What you are asked to do: The result should be a verbatim copy of the whole listing.

Supplied information:
◇ ◇ ◇ ◇ ◇ ◇ ◇

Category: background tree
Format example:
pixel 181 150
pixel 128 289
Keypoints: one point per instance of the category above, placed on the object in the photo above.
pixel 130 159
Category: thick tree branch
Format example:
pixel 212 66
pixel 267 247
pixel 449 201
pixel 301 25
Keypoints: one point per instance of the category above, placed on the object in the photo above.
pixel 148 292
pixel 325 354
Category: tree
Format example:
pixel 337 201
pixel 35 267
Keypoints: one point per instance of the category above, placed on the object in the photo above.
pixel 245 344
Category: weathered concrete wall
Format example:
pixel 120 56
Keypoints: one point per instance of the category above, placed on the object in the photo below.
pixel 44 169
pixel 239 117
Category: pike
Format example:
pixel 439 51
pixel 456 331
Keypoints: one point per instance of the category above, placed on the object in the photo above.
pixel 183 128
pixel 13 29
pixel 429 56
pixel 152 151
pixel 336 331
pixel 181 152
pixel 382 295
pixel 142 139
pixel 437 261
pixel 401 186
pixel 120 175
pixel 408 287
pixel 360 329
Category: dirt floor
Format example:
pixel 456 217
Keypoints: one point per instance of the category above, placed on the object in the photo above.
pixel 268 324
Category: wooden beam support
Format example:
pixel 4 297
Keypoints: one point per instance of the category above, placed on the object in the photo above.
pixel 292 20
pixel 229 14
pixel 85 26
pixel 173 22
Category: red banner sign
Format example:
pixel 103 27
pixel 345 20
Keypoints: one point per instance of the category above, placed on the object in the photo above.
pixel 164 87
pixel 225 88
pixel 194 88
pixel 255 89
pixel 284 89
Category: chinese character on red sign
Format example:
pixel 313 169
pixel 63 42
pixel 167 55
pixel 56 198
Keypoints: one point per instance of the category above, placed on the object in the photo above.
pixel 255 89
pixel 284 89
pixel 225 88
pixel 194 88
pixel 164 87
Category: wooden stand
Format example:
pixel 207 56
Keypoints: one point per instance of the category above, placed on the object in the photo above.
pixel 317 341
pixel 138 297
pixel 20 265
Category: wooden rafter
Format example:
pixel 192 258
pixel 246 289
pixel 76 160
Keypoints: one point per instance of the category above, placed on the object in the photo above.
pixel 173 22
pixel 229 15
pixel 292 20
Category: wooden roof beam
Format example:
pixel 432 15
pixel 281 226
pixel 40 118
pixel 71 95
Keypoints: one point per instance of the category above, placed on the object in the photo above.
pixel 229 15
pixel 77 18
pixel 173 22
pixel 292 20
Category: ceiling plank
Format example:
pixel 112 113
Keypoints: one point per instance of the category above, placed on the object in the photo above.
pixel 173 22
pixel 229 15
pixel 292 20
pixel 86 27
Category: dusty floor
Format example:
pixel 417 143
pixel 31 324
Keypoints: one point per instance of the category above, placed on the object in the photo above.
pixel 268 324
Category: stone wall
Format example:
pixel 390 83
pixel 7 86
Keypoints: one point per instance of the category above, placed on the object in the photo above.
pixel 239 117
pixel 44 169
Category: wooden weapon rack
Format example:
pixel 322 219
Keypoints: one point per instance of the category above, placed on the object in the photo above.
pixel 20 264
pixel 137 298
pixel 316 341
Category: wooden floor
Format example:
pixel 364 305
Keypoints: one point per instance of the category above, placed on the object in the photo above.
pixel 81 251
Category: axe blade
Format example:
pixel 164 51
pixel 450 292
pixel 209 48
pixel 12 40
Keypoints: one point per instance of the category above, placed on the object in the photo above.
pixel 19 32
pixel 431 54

◇ ◇ ◇ ◇ ◇ ◇ ◇

Output for this task:
Category: background tree
Format example:
pixel 181 150
pixel 128 289
Keypoints: one point per instance of the category above, placed on the object in the photo above.
pixel 130 159
Category: thick tree branch
Format example:
pixel 212 66
pixel 267 247
pixel 449 201
pixel 301 25
Keypoints: one point per instance of the category above, placed on the object in the photo above.
pixel 148 292
pixel 325 354
Category: tree
Format example:
pixel 337 201
pixel 35 267
Keypoints: one point per instance of the category above, placed on the object in the photo above.
pixel 245 344
Category: weathered concrete wall
Format example:
pixel 120 56
Keypoints: one point per instance of the category above, placed on the object in the photo below.
pixel 44 169
pixel 239 117
Category: pike
Format example:
pixel 439 51
pixel 456 331
Keypoints: one point per instance of the category above, placed on the object in the photo above.
pixel 183 128
pixel 13 29
pixel 429 56
pixel 152 151
pixel 336 331
pixel 181 152
pixel 382 295
pixel 142 139
pixel 437 261
pixel 401 186
pixel 120 175
pixel 408 287
pixel 360 329
Category: dirt floor
Format example:
pixel 456 217
Keypoints: one point per instance of the category above, placed on the object in the photo above.
pixel 268 324
Category: wooden beam support
Format example:
pixel 4 297
Keypoints: one point per instance of the category above, placed on the object in the photo above.
pixel 292 20
pixel 229 14
pixel 85 26
pixel 173 22
Category: red banner sign
Format example:
pixel 103 27
pixel 345 20
Keypoints: one point per instance of the category above, placed on the object in the photo above.
pixel 164 87
pixel 225 88
pixel 194 88
pixel 255 89
pixel 284 89
Category: chinese character on red sign
Format example:
pixel 313 169
pixel 63 42
pixel 167 55
pixel 56 198
Keypoints: one point per instance of the category above, placed on the object in the photo above.
pixel 255 89
pixel 284 89
pixel 225 88
pixel 194 88
pixel 164 87
Category: wooden stand
Format example:
pixel 207 56
Keypoints: one point per instance of the category above, placed on the object in the photo above.
pixel 317 341
pixel 138 297
pixel 20 265
Category: wooden rafter
Format example:
pixel 192 258
pixel 246 289
pixel 76 160
Keypoints: one point per instance of the category above, placed on the object in the photo above.
pixel 173 22
pixel 229 15
pixel 292 20
Category: wooden roof beam
Format example:
pixel 432 15
pixel 281 226
pixel 40 118
pixel 71 95
Keypoints: one point per instance of the category above, placed on the object in the photo above.
pixel 229 15
pixel 77 18
pixel 173 22
pixel 292 20
Category: ceiling plank
Format example:
pixel 112 113
Keypoints: one point per instance of the category above, placed on the object in the photo above.
pixel 173 22
pixel 229 15
pixel 292 20
pixel 86 27
Category: dusty floor
Format example:
pixel 417 143
pixel 31 324
Keypoints: one point per instance of the category above, placed on the object in the photo above.
pixel 268 324
Category: stone wall
Format example:
pixel 390 83
pixel 7 86
Keypoints: one point per instance of the category above, placed on the object in the photo above.
pixel 239 117
pixel 44 169
Category: wooden weapon rack
Format example:
pixel 322 219
Keypoints: one point per instance of the category above, placed on the object in the photo above.
pixel 20 264
pixel 137 298
pixel 316 341
Category: wooden floor
Format example:
pixel 364 305
Keypoints: one point per instance of the category above, placed on the object in the photo above.
pixel 81 251
Category: axe blade
Format example:
pixel 164 51
pixel 450 292
pixel 209 48
pixel 12 40
Keypoints: one point per instance of the category above, placed on the object in the photo above.
pixel 19 32
pixel 431 54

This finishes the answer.